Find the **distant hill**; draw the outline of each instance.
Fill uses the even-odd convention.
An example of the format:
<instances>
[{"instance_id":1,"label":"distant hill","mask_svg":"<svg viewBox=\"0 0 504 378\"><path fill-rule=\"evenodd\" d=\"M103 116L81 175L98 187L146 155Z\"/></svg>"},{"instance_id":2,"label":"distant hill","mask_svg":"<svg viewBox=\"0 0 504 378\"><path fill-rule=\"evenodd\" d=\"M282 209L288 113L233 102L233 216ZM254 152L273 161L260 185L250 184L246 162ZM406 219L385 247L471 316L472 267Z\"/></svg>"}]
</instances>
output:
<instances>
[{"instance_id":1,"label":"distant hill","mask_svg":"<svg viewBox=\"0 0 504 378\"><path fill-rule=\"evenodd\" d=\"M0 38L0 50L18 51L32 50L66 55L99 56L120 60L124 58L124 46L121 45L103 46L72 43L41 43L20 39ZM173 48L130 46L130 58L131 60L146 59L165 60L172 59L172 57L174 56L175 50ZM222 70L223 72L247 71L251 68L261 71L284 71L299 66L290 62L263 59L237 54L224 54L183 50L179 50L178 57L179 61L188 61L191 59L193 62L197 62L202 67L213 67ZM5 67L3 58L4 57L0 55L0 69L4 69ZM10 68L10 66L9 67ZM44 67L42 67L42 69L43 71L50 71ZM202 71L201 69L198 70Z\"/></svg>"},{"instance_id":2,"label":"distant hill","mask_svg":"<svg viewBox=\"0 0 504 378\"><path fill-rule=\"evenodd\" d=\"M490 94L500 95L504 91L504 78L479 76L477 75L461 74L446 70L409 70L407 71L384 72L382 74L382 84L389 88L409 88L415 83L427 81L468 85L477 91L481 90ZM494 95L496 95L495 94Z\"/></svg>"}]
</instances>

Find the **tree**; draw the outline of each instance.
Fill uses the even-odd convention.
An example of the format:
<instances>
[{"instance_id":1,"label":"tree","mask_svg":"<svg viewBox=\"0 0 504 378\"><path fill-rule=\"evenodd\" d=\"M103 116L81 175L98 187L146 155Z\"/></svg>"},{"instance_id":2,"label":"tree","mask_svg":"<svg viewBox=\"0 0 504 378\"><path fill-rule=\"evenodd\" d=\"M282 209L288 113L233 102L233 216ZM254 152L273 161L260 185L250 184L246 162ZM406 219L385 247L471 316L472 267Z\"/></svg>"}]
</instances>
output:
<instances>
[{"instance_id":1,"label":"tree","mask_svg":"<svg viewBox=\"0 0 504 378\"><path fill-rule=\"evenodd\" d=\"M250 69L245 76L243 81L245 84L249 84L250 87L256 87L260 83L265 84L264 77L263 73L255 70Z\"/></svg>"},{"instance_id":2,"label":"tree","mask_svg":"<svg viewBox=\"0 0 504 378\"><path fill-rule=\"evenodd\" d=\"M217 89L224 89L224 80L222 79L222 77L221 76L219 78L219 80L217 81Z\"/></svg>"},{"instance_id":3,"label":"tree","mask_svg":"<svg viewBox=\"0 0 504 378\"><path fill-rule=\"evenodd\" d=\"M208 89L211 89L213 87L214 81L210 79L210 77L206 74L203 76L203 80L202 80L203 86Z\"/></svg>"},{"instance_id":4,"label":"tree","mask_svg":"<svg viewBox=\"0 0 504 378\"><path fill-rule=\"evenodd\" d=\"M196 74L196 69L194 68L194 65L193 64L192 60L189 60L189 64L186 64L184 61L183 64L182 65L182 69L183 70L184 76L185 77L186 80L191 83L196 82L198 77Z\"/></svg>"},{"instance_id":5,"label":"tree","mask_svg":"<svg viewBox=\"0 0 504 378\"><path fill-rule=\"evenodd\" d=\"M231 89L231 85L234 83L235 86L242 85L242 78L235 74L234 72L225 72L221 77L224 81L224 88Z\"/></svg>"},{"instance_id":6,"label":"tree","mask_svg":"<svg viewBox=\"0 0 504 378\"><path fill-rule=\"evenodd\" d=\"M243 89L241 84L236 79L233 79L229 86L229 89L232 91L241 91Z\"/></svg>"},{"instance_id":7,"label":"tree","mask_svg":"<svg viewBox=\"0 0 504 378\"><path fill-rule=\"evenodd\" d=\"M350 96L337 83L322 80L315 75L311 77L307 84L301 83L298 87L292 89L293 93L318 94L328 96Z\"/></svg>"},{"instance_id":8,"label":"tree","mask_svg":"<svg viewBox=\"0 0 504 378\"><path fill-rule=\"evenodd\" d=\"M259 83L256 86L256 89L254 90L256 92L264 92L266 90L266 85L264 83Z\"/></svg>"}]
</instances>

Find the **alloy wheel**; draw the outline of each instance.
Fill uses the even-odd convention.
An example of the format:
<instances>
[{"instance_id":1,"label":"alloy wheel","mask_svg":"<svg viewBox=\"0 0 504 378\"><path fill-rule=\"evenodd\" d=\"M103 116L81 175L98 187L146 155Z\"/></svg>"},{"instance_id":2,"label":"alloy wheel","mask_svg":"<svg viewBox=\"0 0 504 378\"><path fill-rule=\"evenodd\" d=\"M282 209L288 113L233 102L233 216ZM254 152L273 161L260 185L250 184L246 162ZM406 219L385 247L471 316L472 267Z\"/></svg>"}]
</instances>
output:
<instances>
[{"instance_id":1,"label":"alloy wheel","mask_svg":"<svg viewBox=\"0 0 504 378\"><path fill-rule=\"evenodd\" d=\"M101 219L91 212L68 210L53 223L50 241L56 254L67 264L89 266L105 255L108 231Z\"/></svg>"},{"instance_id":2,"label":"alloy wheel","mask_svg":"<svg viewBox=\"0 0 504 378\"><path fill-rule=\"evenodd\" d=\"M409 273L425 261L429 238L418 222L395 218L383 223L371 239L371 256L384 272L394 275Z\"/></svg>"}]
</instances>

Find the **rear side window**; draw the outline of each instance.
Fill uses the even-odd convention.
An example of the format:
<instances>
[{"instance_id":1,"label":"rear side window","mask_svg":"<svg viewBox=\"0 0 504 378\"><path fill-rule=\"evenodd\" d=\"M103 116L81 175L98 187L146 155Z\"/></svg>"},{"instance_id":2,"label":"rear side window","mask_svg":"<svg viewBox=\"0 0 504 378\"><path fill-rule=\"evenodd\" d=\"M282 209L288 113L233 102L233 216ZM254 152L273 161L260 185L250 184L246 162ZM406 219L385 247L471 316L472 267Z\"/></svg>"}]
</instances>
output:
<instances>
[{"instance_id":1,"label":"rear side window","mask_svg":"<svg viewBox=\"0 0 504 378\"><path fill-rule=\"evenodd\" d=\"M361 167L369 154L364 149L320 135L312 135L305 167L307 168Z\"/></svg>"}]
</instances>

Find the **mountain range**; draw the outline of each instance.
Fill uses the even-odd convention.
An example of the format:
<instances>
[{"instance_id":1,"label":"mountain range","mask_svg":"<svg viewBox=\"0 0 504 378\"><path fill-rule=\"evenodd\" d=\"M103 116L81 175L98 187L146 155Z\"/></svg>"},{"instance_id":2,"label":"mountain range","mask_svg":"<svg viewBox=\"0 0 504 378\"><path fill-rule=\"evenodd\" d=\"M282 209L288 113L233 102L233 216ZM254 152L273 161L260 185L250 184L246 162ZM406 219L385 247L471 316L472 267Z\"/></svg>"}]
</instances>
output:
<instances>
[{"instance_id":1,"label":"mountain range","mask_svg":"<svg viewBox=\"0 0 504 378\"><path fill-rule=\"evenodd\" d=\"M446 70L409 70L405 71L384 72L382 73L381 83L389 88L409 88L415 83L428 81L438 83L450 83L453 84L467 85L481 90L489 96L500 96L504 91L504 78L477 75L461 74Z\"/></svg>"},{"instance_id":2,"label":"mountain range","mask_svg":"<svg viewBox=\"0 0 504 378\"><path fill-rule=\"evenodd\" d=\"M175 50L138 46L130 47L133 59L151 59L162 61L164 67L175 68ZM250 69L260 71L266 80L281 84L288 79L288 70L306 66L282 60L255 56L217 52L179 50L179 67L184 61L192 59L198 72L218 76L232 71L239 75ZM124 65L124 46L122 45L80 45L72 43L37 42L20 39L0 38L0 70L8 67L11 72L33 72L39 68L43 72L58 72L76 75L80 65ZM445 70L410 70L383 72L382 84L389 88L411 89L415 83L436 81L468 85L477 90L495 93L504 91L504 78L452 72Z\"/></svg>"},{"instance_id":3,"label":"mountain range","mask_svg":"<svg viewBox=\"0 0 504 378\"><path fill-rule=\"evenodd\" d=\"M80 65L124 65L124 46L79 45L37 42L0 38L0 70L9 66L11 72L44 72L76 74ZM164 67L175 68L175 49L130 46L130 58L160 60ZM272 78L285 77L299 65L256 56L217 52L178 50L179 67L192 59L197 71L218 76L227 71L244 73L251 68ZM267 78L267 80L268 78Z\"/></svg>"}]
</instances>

__TASK STATEMENT__
Pick out every line of the material above that contains the word "draw".

__REPLY__
Find the **distant hill**; draw the outline of each instance.
Find the **tree**; draw the outline of each instance.
Find the **alloy wheel**; draw the outline of each instance.
Find the **rear side window**; draw the outline of each instance.
Find the **mountain range**; draw the outline of each instance.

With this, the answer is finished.